**About this task:** Carry on the forum discussion about divorce and emotional abuse that appears below, picking up after its final sentence.

**Supplied text:**

Yes! A year after my divorce, I’m fully realizing that the “relationship issues” we tried to “work on together” in couples therapy were not really disagreements or communication issues - they were abusive patterns (emotional abuse, character assassination, gaslighting) that couldn’t be remedied unless XH really addressed them.
Anonymous wrote:Much abusive behavior has been tolerated and normalized by women and society over the years, but after years of education some forms of abuse or less tolerated - emotional and verbal abuse and infidelity. 15-20 years ago those were “relationship” or “communication” problems. Now they are “abuse,” and rightfully so labelled, IMO.
Anonymous wrote:I've observed the opposite on this board. In every thread where someone is considering divorce, someone comes in to say you need to stay together for the kids and you can only leave if there is abuse. There is no consideration given to the thought that the marriage should not have been. Some people force a marriage for whatever reasons. Some posters need to know that they can leave and the world doesn't end. Better days are ahead.

**Supplied data:**
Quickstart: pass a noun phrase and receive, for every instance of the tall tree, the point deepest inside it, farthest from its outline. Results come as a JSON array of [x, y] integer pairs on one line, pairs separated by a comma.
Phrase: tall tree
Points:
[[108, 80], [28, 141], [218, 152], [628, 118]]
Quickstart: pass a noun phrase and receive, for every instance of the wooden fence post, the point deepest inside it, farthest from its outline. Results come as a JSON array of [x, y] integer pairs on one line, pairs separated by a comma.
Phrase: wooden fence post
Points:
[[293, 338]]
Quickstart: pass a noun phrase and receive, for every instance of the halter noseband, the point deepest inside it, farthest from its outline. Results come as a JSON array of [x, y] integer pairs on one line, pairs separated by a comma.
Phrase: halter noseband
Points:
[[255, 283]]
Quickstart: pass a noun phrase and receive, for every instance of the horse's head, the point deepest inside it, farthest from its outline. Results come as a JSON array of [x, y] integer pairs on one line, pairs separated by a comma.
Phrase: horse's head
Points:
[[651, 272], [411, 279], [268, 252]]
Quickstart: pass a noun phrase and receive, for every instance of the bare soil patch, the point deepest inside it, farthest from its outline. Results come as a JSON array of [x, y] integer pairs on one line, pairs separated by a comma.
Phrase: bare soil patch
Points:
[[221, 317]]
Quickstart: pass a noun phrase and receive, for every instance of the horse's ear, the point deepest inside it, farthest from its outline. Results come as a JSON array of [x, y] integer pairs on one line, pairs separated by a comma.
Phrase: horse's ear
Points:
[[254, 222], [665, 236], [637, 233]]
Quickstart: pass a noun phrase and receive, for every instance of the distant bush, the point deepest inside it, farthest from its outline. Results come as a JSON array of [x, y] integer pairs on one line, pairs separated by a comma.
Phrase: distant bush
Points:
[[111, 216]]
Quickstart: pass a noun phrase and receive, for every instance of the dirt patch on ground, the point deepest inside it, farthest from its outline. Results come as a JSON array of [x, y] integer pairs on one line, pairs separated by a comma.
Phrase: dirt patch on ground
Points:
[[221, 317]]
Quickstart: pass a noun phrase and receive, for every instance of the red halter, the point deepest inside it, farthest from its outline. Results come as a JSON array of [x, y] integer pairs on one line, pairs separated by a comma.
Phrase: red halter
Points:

**Your response:**
Anonymous wrote:I think divorce is fun for the first few years when you can still date and then you get over all the alone time and "time off" of the kids and realize you don't really have a family anymore.
Anonymous wrote:DCUM is weird. You can get totally different advice from one day to the next.
I don't know how long ago you were thinking of divorce, but I dunno, society is changing?
Anonymous wrote:Anonymous wrote:Posters trash people that reconcile after an affair. Even if somebody was faithful for 20 years, the family/marriage was happy, the cheater is extremely remorseful and in individual therapy. They call the woman (oddly not the men) all kinds of names...spineless, weak, etc. 80% do not divorce and many of those are women that are working and successful.
Marriages can end up being stronger and more fulfilling in the 2nd half when blown open and rebuilt. Not all situations are the same yet this board comes at it as if all cheaters/people and type of affairs are the same. Some cheaters are awful, some are not.
I agree there is a real delusion from some women about how great divorce will be financially for them. They often are shocked at the financial situation after.
The grass isn’t greener a lot of the time.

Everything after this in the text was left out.